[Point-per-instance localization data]

******************************

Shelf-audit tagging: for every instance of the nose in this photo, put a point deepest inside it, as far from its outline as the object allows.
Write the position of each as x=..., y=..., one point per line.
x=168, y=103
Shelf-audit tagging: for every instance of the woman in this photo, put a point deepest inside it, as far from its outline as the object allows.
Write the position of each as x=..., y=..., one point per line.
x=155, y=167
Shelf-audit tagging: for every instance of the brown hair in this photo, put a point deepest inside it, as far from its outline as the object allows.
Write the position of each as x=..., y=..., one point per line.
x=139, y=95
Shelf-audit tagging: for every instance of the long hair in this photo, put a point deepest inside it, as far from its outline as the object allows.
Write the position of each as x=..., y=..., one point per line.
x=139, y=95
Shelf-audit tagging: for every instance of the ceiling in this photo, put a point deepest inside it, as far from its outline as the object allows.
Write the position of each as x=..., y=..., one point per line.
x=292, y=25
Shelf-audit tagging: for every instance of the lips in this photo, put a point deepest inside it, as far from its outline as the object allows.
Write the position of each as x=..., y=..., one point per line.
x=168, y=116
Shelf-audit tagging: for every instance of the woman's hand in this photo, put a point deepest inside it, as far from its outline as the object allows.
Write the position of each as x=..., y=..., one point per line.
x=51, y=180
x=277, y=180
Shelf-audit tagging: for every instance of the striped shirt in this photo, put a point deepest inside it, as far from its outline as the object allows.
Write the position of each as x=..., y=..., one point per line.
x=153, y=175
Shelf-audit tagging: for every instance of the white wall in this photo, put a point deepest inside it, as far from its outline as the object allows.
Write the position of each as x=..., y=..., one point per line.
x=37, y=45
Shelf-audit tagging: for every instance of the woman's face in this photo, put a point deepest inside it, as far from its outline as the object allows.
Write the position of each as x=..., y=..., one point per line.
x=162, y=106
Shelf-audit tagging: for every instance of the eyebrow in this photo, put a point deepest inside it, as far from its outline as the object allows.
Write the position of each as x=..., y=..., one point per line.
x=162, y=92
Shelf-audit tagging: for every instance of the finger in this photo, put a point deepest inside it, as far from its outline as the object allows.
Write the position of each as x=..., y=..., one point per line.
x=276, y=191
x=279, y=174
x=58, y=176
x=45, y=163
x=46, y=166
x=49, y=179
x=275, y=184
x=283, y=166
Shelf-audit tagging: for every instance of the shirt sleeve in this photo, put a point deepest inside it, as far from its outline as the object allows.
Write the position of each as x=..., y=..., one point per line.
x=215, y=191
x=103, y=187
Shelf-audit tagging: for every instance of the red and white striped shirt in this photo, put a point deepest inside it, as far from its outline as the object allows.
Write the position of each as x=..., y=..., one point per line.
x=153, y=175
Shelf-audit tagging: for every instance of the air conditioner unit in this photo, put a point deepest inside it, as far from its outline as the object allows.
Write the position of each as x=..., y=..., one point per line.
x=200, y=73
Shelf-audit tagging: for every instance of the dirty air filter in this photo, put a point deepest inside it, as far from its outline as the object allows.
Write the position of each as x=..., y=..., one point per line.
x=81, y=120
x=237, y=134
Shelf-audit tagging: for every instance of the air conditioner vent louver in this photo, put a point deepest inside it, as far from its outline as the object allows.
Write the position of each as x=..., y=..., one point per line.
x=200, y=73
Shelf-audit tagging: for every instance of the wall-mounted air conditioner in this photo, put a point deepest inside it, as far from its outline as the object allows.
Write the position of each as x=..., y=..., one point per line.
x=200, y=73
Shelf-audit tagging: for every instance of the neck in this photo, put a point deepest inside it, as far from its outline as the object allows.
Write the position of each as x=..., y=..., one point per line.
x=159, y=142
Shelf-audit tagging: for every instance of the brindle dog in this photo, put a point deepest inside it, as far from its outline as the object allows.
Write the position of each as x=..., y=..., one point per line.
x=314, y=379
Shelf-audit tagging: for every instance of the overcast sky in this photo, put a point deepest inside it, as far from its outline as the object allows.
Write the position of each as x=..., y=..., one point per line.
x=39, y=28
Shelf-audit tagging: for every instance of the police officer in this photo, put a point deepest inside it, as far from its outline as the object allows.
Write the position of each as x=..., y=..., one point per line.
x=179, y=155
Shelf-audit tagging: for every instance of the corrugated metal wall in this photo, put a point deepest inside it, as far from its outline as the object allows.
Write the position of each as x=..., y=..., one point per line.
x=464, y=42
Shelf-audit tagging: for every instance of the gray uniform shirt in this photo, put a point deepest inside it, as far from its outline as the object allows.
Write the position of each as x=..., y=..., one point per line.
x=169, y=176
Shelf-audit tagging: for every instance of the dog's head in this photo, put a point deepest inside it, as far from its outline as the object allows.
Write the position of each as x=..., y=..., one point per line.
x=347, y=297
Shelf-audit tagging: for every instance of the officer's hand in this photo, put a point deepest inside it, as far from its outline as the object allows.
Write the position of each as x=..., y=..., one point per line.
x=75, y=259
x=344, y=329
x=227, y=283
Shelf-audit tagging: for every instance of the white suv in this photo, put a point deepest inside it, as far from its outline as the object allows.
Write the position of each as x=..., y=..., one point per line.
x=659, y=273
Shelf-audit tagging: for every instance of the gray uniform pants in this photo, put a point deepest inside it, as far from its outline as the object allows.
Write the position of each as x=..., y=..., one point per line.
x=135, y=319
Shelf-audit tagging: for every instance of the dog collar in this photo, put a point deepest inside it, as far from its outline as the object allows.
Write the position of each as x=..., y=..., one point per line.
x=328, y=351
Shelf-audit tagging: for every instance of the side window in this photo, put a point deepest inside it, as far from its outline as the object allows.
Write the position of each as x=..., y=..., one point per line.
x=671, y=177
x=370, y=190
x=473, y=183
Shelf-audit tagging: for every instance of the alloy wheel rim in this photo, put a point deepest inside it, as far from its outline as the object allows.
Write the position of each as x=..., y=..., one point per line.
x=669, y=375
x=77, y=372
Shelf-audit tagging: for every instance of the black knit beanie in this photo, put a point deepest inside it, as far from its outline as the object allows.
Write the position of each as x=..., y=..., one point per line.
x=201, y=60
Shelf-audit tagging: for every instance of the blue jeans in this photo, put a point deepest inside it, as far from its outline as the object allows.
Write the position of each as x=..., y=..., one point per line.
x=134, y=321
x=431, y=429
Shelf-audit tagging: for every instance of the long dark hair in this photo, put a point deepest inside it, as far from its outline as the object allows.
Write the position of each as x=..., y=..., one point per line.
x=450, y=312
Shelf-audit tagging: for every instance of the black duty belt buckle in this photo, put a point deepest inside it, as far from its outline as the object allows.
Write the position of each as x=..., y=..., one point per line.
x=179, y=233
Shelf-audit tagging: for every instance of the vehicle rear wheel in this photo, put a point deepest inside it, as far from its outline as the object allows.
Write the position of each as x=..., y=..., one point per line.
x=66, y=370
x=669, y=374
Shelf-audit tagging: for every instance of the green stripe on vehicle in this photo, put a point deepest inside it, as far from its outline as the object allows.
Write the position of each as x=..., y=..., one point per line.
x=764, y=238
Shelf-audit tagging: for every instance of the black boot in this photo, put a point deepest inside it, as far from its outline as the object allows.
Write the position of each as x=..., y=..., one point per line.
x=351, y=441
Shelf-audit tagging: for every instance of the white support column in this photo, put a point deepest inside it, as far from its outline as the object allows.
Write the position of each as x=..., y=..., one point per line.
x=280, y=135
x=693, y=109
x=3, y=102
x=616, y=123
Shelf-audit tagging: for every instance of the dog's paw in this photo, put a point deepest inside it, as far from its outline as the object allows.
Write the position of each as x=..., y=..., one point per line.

******************************

» **Work task**
Transcribe all of the records above without altering anything.

» **Response to the task**
Shelf-audit tagging: for every instance of the nose in this photo, put a point deepest inside it, as far from its outline as the object allows.
Write the position of each as x=..., y=..., one point per line.
x=168, y=103
Shelf-audit tagging: for every instance of the woman in this photo, put a point deepest inside it, as far from its outline as the object allows.
Write the position of each as x=..., y=..., one point per line.
x=155, y=167
Shelf-audit tagging: for every instance of the brown hair in this photo, put a point deepest inside it, as far from its outline as the object allows.
Write the position of each as x=..., y=..., one point per line.
x=139, y=95
Shelf-audit tagging: for every instance of the long hair in this photo, put a point deepest inside it, as far from its outline as the object allows.
Write the position of each as x=..., y=..., one point per line.
x=139, y=95
Shelf-audit tagging: for every instance of the ceiling in this photo, put a point deepest inside it, as far from its outline as the object allows.
Write the position of each as x=..., y=..., one point per line.
x=292, y=25
Shelf-audit tagging: for every instance of the lips in this photo, put a point deepest inside it, as far from its outline as the object allows.
Write the position of each as x=..., y=..., one point per line.
x=168, y=116
Shelf-audit tagging: for every instance of the woman's hand in this photo, put a point deepest inside it, as far from its outline as the object allows.
Write the position of each as x=..., y=..., one point per line.
x=51, y=180
x=277, y=180
Shelf-audit tagging: for every instance of the striped shirt in this photo, put a point deepest inside it, as far from its outline as the object allows.
Write the position of each as x=..., y=..., one point per line.
x=153, y=175
Shelf-audit tagging: for every instance of the white wall in this photo, put a point deepest inside it, as far from its outline as the object allows.
Write the position of each as x=..., y=..., one point per line.
x=37, y=45
Shelf-audit tagging: for every instance of the woman's face in this photo, put a point deepest inside it, as far from its outline as the object allows.
Write the position of each as x=..., y=..., one point per line.
x=162, y=106
Shelf-audit tagging: for every instance of the eyebrow in this photo, put a point deepest inside it, as far from its outline as the object allows.
Write the position of each as x=..., y=..., one point per line.
x=162, y=92
Shelf-audit tagging: for every instance of the finger in this photo, put a point deepest inside it, as far from its outline as the object allows.
Write the position of each as x=..., y=..., one point per line.
x=276, y=191
x=279, y=174
x=58, y=176
x=45, y=163
x=46, y=166
x=49, y=179
x=275, y=184
x=283, y=166
Shelf-audit tagging: for every instance of the shirt sleeve in this photo, put a point deepest inside it, as far from its outline as the object allows.
Write the position of each as x=..., y=..., one point per line.
x=215, y=191
x=103, y=187
Shelf-audit tagging: for every instance of the red and white striped shirt in this photo, put a point deepest inside it, as far from its outline as the object allows.
Write the position of each as x=..., y=..., one point per line.
x=153, y=175
Shelf-audit tagging: for every instance of the air conditioner unit in this photo, put a point deepest inside it, as far from its outline as the object allows.
Write the position of each as x=..., y=..., one point per line.
x=200, y=73
Shelf-audit tagging: for every instance of the dirty air filter in this photo, put a point deepest inside it, as far from its outline as the object allows.
Write the position of each as x=..., y=..., one point per line.
x=81, y=120
x=237, y=134
Shelf-audit tagging: for every instance of the air conditioner vent louver in this photo, put a point deepest inside it, as far from its outline as the object allows.
Write the position of each as x=..., y=..., one point per line.
x=200, y=73
Shelf-audit tagging: for every instance of the wall-mounted air conditioner in this photo, put a point deepest inside it, as far from its outline as the object allows.
Write the position of each as x=..., y=..., one point per line.
x=200, y=73
Shelf-audit tagging: for every instance of the neck in this photo, put a point deepest inside it, as far from its outline as the object allows.
Write the position of each as x=..., y=..., one point per line.
x=159, y=142
Shelf-audit tagging: for every instance of the brindle dog in this photo, put a point deepest inside it, as far from its outline as the object allows.
Write the position of each as x=..., y=..., one point per line.
x=314, y=379
Shelf-audit tagging: for every instance of the overcast sky in this photo, put a point deepest inside it, as far from its outline as the object allows.
Write the position of each as x=..., y=..., one point per line.
x=39, y=28
Shelf-audit tagging: for every instance of the police officer in this photo, put a point deepest inside it, as far from its outline as the object allows.
Write the position of each as x=..., y=..., one point per line.
x=179, y=155
Shelf-audit tagging: for every instance of the corrugated metal wall in this photo, put a point deepest inside it, as far from its outline as the object allows.
Write the position of each as x=..., y=..., one point per line.
x=464, y=42
Shelf-audit tagging: for every instance of the gray uniform shirt in this photo, put a point deepest inside it, as far from its outline as the object allows.
Write the position of each as x=..., y=..., one point per line.
x=169, y=176
Shelf-audit tagging: for every instance of the dog's head in this photo, put a point deepest inside it, as far from its outline as the object allows.
Write the position of each as x=..., y=..., one point per line.
x=347, y=297
Shelf-audit tagging: for every instance of the officer's hand in this photo, put a point deepest inside it, as far from its outline as the object allows.
Write the position of each as x=..., y=..., one point per line.
x=75, y=259
x=344, y=329
x=227, y=283
Shelf-audit tagging: for every instance of the white suv in this photo, put a point deepest inside it, as far from its outline as the object allows.
Write the position of each as x=..., y=..., one point per line.
x=659, y=273
Shelf-audit tagging: for every instance of the gray uniform pants in this photo, put a point deepest inside it, as far from its outline as the object allows.
Write the position of each as x=..., y=..., one point per line.
x=135, y=319
Shelf-audit tagging: for every instance of the dog collar in this photo, put a point deepest inside it, as far from its outline as the object allows.
Write the position of each as x=..., y=..., one point per line.
x=328, y=351
Shelf-audit tagging: for every instance of the side window in this photo, put a point deepest inside it, as far from its outline as the object allows.
Write the position of each as x=..., y=..., one point per line.
x=671, y=177
x=370, y=190
x=473, y=183
Shelf-audit tagging: for every instance of the alloy wheel rim in this photo, put a point deepest inside it, as far from its outline as the object allows.
Write the position of each as x=..., y=..., one point per line.
x=669, y=375
x=77, y=372
Shelf-audit tagging: for every instance of the black knit beanie in this photo, put a point deepest inside it, as far from its outline as the object allows.
Write the position of each as x=..., y=..., one point per line.
x=201, y=60
Shelf-audit tagging: for every instance of the blue jeans in this photo, put a point deepest inside it, as far from its outline as the object allows.
Write the position of each as x=..., y=..., one point per line.
x=134, y=321
x=431, y=429
Shelf-audit tagging: for every instance of the long dark hair in this photo, put a point deepest inside it, as far from its outline as the object allows.
Write the position of each as x=..., y=..., one point per line.
x=450, y=312
Shelf-audit tagging: for every instance of the black duty belt buckle in this photo, put a point deepest inside it, as far from its outline as the object allows.
Write the position of each as x=..., y=..., one point per line.
x=179, y=233
Shelf-audit tagging: for every instance of the vehicle rear wheel in this photo, put a point deepest inside it, as far from its outline as the object allows.
Write the position of each as x=..., y=..., one point per line.
x=66, y=370
x=669, y=374
Shelf-audit tagging: for every instance of the green stripe on vehicle in this photo, put a point deepest inside it, as far from its outline as the object allows.
Write the position of each as x=..., y=..., one point per line.
x=764, y=238
Shelf-audit tagging: for every instance of the black boot in this photo, put a point deepest inside it, as far from its outline as the object allows.
Write the position of each as x=..., y=..., one point per line.
x=351, y=441
Shelf-audit tagging: for every instance of the white support column in this photo, put a point deepest inside it, as far from its outline as the object allows.
Write the position of each as x=..., y=..., one point per line.
x=280, y=135
x=693, y=109
x=3, y=102
x=616, y=123
Shelf-audit tagging: for every instance of the dog's paw in this photo, put a point deepest inside it, as far from its outline as the object allows.
Write the position of each as x=..., y=..., one point per line.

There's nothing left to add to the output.